RECORDS FOR THE TASK.
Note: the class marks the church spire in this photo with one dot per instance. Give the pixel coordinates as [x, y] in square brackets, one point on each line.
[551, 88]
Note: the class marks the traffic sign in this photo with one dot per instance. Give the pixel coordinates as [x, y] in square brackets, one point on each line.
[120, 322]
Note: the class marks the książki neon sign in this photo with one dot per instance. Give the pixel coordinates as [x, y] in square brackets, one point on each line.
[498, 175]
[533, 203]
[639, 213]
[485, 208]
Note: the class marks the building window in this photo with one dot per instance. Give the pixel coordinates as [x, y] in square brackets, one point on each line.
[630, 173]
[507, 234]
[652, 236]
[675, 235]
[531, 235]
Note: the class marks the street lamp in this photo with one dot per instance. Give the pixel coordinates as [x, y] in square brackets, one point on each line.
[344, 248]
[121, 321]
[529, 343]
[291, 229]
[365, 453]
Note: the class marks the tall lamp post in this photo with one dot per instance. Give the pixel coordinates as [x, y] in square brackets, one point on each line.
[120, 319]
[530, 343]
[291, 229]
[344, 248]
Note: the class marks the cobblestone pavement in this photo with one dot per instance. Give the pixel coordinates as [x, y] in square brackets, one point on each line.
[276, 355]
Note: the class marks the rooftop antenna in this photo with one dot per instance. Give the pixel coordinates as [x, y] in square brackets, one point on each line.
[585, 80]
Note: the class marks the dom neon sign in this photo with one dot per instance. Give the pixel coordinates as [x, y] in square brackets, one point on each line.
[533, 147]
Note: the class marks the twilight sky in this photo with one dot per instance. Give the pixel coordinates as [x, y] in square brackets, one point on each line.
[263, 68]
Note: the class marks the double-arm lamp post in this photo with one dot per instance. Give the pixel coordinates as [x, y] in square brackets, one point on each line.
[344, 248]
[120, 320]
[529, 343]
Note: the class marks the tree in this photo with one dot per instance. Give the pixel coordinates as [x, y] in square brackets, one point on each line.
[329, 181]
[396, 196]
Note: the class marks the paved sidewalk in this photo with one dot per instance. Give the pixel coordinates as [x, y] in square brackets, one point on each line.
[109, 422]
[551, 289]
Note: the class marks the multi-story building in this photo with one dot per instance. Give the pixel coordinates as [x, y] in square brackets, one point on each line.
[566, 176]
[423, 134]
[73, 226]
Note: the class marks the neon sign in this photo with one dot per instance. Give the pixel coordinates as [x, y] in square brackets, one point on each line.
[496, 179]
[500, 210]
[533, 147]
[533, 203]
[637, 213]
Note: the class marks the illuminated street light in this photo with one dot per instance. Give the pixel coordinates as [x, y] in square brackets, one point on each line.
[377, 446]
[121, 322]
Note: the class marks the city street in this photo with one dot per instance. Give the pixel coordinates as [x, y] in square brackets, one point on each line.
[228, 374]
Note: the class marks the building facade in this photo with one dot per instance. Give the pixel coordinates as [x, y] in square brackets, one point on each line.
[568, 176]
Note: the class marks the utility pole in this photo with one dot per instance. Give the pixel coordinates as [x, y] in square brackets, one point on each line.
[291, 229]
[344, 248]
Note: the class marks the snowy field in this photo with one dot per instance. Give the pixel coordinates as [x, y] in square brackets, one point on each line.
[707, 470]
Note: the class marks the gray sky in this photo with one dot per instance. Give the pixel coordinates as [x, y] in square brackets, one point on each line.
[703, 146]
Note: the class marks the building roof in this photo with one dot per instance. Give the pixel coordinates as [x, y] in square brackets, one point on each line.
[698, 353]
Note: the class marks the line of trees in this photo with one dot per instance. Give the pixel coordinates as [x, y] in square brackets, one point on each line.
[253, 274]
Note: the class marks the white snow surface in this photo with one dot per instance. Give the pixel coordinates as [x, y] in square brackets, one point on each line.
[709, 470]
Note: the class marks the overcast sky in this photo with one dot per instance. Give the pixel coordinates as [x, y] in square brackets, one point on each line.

WRITTEN INSTRUCTION.
Return every record, word for word.

TASK RESPONSE.
Note: the class marks the church spire in this photo with one dot per instance. Give the pixel coordinates as [x, y] in square brackets, one point on each line.
[551, 88]
Note: the class marks the traffic sign in this photo with one dot per instance. Give the pixel coordinates as [x, y] in square brackets, one point on each line.
[120, 322]
Note: the class marks the książki neon sign in this photo with one dot per instance. Give the pixel coordinates as [x, y] in square brackets, one point on each line.
[498, 175]
[533, 203]
[639, 213]
[485, 208]
Note: the class marks the building window in this photo with one dot per instance. Give the pixel coordinates as [x, y] in square brackets, one point on each line.
[630, 173]
[507, 234]
[652, 236]
[675, 235]
[531, 235]
Note: the class marks the street lamp in this photo with one dot per instance. Give the pixel coordinates as [x, y] in square brackets, one point on each line.
[344, 248]
[121, 321]
[529, 343]
[291, 229]
[365, 453]
Note: the class marks the tall lamp post in this photo with one dot per instance. Give the pixel coordinates as [x, y] in square brackets, one point on each line.
[120, 319]
[530, 343]
[291, 229]
[344, 248]
Note: the class marks the cobblestone pavement in this photo with one dot per instance. Give the pixel coordinates as [x, y] in square brackets, one point on each line.
[276, 355]
Note: the class marks the rooftop antenna in this photo with one dot per instance. Give the pixel coordinates as [x, y] in square brackets, one point on each line.
[585, 80]
Note: the class marks the dom neon sign in this photo with one dot per instance. Give the pixel coordinates as [x, y] in square brackets, one point on each line.
[533, 147]
Note: the class marks the twilight sky in this photo with one dot per instance. Give the pixel coordinates as [x, y] in square brackets, one point on each line.
[263, 68]
Note: the class marks the double-arm lamp post in this photo with one dot per instance. Give the pixel coordinates as [x, y] in square brackets, one point on each line.
[344, 248]
[120, 320]
[529, 343]
Note: the class marks the tree in this photo with one dot per instance. Give the pixel coordinates as [x, y] in square brackets, one point on each line.
[329, 181]
[396, 196]
Note: the class marks the paved sidewalk in this photo with one dot per instance. Give the pixel coordinates as [x, y] in square brackets, one point on each line.
[109, 422]
[551, 289]
Note: the class marks the multi-story building in this photo with one dot per instance. Give the pixel coordinates as [x, y] in square brackets, one point on each line.
[566, 176]
[423, 134]
[73, 226]
Note: the class marks the neon sign in this photo with one dot per instance. Give the pixel coordinates as [x, y] in square brackets, one point on each line.
[496, 179]
[500, 210]
[533, 147]
[533, 203]
[637, 213]
Note: the class marks the illuminated street light in this photo with one dot per instance. Give the pixel coordinates as [x, y] in square brackets, one point on each line.
[377, 446]
[121, 322]
Note: the class marks the city street in this photo with one dot per instance. Give the pixel coordinates as [x, y] in square brackets, one point on each line.
[228, 374]
Note: the class marks the building facade in this photo with one dot per instance. Give the pixel coordinates as [x, y] in square brackets, one point on each line.
[568, 176]
Note: the class marks the utility pole in this photo with one dot per instance. Give the pixel coordinates as [x, y] in square brackets, one point on each line.
[291, 229]
[344, 248]
Note: the class marks the snowy field in this photo with one dot per instance. Give the pixel coordinates as [x, y] in square brackets, one point on each line.
[707, 470]
Note: the class marks the gray sky in this photo with one dot per instance. Give the pixel coordinates as [x, y] in square brackets, one point on each line.
[703, 146]
Note: the class marks the building roof in this photo with one dot per instance. Give the pixel coordinates as [x, y] in square brackets, one point on each line.
[698, 353]
Note: the class marks the line of trees in this photo with one dot per instance. Give the pixel coordinates as [x, y] in square brackets, one point on each line.
[253, 274]
Note: the class marks the white snow surface in this photo with one dot per instance. Give the pixel coordinates as [x, y] in square brackets, one point on each line.
[709, 470]
Note: the class marks the overcast sky in this photo with one dot per instance. Give the pixel coordinates as [x, y] in square brackets, one point on each line.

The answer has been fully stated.